* **WHAT IS EXPECTED**:
Update everything from the start of the lines down to the line containing "[50,204,427,259]" by changing "blue tent" to "canvas tent", leaving all else as it is. Leave the pictures out of your answer.

* **EXTRACTED RECORDS**:
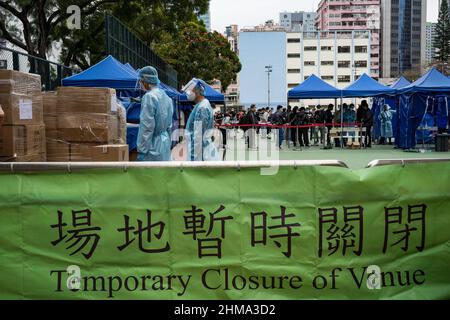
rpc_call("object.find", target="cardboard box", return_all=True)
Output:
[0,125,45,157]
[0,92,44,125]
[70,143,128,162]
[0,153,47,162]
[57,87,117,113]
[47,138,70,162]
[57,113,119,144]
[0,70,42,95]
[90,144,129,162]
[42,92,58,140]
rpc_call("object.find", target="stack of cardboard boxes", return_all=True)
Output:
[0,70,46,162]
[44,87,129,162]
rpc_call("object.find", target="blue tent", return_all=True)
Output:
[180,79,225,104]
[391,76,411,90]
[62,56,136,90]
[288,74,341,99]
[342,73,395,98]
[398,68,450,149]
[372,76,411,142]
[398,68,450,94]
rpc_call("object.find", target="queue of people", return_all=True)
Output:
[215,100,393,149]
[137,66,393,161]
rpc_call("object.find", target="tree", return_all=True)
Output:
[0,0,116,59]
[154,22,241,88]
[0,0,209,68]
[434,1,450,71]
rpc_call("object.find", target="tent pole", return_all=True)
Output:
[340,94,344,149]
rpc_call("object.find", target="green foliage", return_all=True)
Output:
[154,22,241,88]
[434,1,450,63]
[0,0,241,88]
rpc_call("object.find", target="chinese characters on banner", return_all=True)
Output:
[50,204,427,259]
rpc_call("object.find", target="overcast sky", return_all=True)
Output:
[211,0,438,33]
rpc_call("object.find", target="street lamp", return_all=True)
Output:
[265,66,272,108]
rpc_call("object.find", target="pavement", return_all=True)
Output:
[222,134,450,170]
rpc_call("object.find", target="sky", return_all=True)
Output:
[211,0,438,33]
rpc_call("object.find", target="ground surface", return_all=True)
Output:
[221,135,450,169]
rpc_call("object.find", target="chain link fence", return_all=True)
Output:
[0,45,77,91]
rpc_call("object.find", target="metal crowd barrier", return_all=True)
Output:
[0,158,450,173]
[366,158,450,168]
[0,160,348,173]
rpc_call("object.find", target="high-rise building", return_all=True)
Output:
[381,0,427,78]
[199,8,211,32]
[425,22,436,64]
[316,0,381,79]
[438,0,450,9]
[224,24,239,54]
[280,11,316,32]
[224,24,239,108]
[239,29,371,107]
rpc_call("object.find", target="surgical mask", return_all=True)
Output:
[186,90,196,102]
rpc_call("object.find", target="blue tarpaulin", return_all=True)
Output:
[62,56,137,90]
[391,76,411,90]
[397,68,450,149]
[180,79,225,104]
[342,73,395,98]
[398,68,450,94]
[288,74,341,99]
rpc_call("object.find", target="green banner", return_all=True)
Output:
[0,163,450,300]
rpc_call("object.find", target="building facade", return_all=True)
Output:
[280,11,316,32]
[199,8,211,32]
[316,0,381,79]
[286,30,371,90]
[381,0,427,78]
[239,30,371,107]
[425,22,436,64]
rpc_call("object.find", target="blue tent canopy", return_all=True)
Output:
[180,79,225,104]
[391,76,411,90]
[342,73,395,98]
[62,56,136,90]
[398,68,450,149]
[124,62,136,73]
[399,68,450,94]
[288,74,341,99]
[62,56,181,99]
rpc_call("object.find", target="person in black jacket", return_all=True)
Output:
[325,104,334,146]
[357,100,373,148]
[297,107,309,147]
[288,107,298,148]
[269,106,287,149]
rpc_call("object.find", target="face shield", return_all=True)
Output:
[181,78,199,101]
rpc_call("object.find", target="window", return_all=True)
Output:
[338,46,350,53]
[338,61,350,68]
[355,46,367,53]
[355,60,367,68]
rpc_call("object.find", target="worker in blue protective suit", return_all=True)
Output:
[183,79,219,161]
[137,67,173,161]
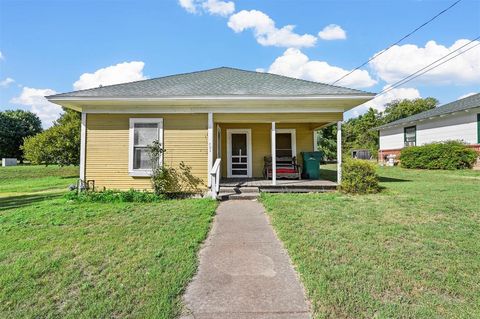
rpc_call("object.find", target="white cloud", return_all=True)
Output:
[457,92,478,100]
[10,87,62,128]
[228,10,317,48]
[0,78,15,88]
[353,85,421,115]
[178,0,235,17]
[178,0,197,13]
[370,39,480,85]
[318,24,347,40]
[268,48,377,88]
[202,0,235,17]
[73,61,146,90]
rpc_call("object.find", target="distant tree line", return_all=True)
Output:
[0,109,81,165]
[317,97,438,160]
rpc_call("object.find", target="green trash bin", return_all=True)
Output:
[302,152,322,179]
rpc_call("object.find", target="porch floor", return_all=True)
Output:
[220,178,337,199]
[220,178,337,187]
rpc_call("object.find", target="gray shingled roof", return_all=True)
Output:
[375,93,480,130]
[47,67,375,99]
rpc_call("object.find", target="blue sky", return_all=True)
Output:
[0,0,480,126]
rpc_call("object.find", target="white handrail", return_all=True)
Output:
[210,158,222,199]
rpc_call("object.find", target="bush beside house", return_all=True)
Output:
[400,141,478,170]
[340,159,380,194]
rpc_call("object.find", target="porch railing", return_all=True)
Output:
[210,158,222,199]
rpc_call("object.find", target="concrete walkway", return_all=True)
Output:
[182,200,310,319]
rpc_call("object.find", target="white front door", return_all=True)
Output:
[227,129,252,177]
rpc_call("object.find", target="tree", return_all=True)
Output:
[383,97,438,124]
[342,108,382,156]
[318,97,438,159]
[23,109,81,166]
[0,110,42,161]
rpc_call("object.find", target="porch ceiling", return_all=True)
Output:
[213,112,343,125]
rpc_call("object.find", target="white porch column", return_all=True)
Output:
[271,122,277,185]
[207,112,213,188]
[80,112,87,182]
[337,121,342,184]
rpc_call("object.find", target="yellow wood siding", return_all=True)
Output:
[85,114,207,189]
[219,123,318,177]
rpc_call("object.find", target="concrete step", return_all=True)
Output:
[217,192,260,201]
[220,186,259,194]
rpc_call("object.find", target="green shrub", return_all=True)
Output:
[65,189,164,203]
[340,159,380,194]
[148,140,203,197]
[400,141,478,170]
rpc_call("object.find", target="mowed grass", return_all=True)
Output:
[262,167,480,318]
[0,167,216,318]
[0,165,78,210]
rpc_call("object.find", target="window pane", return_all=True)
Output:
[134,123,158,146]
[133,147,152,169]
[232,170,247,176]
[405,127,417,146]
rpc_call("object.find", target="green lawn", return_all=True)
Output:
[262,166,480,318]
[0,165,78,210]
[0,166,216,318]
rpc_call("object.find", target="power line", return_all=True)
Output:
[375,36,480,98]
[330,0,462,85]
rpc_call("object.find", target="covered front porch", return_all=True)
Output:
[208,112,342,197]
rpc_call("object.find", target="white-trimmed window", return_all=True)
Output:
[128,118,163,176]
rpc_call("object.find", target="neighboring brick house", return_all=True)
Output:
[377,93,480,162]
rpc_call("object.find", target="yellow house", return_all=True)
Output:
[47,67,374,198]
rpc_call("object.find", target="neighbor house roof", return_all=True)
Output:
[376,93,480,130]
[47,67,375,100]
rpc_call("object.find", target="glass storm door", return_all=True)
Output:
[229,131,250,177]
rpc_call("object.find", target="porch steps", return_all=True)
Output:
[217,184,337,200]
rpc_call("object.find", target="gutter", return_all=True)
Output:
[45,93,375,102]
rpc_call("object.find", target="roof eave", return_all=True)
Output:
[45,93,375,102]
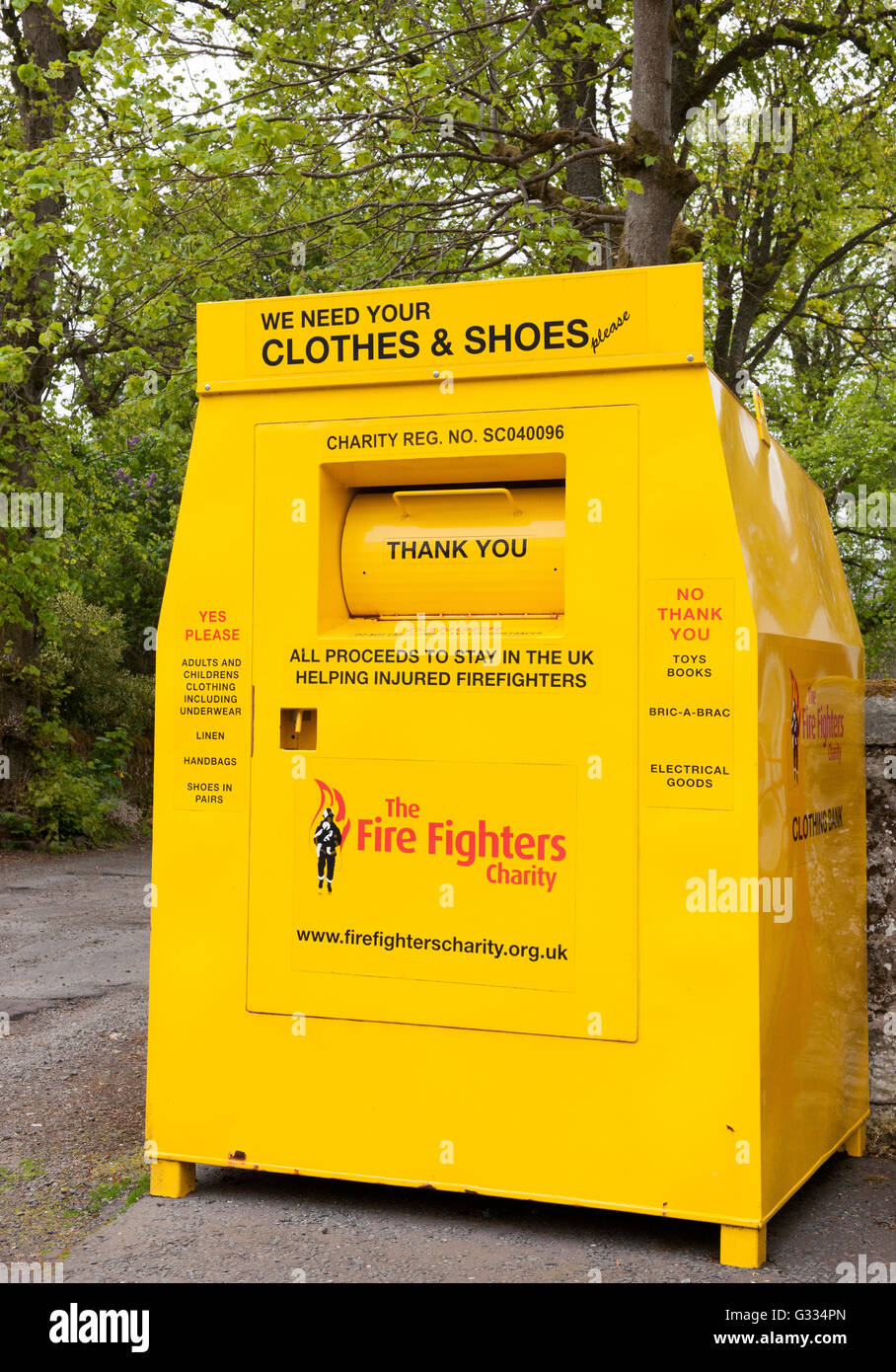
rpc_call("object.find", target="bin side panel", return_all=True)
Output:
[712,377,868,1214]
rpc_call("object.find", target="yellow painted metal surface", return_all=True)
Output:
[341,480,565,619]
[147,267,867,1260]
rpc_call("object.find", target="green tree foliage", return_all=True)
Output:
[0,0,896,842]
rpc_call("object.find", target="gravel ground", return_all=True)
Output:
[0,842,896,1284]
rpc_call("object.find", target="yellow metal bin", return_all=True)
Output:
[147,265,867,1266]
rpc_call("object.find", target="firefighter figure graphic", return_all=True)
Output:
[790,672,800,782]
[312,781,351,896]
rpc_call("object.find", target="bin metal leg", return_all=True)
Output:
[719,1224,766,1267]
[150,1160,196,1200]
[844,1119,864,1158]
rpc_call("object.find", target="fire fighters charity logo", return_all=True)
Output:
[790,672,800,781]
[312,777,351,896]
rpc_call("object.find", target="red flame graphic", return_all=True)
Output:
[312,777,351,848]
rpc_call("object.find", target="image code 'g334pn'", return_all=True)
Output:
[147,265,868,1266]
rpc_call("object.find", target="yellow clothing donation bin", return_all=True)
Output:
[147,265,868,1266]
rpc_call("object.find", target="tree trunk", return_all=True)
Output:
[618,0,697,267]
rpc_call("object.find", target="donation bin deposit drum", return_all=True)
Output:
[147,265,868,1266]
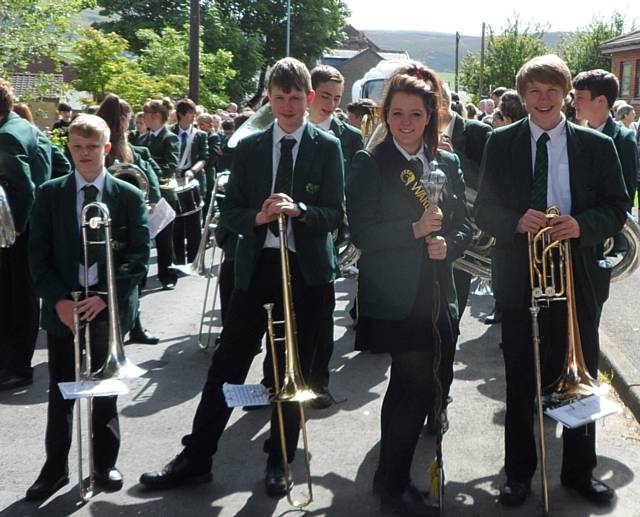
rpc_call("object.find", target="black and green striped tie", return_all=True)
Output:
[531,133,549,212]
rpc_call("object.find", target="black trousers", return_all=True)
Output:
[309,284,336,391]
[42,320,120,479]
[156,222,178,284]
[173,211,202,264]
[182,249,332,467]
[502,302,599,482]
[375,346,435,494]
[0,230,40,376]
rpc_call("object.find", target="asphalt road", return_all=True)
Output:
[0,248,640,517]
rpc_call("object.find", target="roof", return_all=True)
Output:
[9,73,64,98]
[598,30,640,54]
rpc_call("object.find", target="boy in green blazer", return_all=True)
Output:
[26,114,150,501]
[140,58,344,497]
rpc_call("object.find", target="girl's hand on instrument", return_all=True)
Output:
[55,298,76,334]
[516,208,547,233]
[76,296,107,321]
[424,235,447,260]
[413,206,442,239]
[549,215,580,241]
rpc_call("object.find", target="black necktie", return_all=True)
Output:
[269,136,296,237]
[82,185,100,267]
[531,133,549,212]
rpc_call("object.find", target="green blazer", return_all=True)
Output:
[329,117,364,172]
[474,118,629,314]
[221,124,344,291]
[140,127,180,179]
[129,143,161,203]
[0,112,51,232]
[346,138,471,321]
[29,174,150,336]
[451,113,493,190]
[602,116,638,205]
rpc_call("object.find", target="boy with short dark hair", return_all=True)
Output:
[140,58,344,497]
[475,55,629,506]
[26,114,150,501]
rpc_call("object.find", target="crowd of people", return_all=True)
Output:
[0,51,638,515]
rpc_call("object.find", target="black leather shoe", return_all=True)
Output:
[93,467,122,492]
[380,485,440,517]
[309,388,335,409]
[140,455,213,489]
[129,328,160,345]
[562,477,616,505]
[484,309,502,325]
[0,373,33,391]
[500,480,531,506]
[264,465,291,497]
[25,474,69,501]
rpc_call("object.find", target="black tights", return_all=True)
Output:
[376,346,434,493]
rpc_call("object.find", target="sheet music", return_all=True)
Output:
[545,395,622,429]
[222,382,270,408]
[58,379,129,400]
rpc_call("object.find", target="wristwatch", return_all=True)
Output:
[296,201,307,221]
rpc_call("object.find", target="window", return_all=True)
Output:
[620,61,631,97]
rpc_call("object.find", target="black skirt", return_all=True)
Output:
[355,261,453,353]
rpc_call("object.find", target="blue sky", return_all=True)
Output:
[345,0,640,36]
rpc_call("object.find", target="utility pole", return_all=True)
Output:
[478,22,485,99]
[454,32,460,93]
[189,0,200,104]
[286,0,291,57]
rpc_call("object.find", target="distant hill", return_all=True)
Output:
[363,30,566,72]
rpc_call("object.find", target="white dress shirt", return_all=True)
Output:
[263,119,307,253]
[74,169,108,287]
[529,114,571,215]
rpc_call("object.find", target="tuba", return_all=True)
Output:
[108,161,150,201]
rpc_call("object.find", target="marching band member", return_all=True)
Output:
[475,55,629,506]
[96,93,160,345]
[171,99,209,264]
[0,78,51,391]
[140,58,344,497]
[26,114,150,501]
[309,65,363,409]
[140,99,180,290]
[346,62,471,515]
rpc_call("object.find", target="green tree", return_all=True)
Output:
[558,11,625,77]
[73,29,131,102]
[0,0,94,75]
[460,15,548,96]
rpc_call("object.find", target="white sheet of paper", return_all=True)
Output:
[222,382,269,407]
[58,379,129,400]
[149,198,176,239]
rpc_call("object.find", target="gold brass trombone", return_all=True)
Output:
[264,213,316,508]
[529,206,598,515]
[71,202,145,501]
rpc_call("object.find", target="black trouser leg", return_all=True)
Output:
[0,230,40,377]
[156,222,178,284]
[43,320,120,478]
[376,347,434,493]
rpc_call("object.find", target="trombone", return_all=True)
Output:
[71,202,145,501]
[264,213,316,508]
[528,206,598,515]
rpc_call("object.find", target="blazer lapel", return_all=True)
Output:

* **SOLUTION TO THE EXERCISE**:
rpc_call("object.find", target="cardboard box", return_all=True)
Output:
[0,125,45,157]
[0,92,44,125]
[70,143,128,162]
[0,153,47,162]
[57,87,117,113]
[47,138,70,162]
[57,113,119,144]
[0,70,42,95]
[90,144,129,162]
[42,92,58,140]
rpc_call("object.find", target="stack of cardboard boxes", return_all=True)
Output:
[0,70,46,162]
[44,87,129,162]
rpc_call("object.find", target="canvas tent", return_all=True)
Output:
[180,79,225,104]
[391,76,411,90]
[62,56,136,90]
[288,74,341,99]
[342,73,395,98]
[398,68,450,149]
[372,76,411,142]
[398,68,450,94]
rpc_call("object.find", target="queue of people", return_all=True)
Output:
[215,100,393,149]
[137,66,393,161]
rpc_call("object.find", target="tree", return_all=True)
Output:
[0,0,116,59]
[154,22,241,88]
[0,0,209,68]
[434,1,450,71]
rpc_call("object.find", target="tent pole", return_all=True)
Output:
[340,94,344,149]
rpc_call("object.find", target="green foliage", return_all=True)
Output:
[154,22,241,88]
[434,1,450,63]
[0,0,241,88]
rpc_call("object.find", target="chinese characters on banner", return_all=True)
Output:
[50,204,427,259]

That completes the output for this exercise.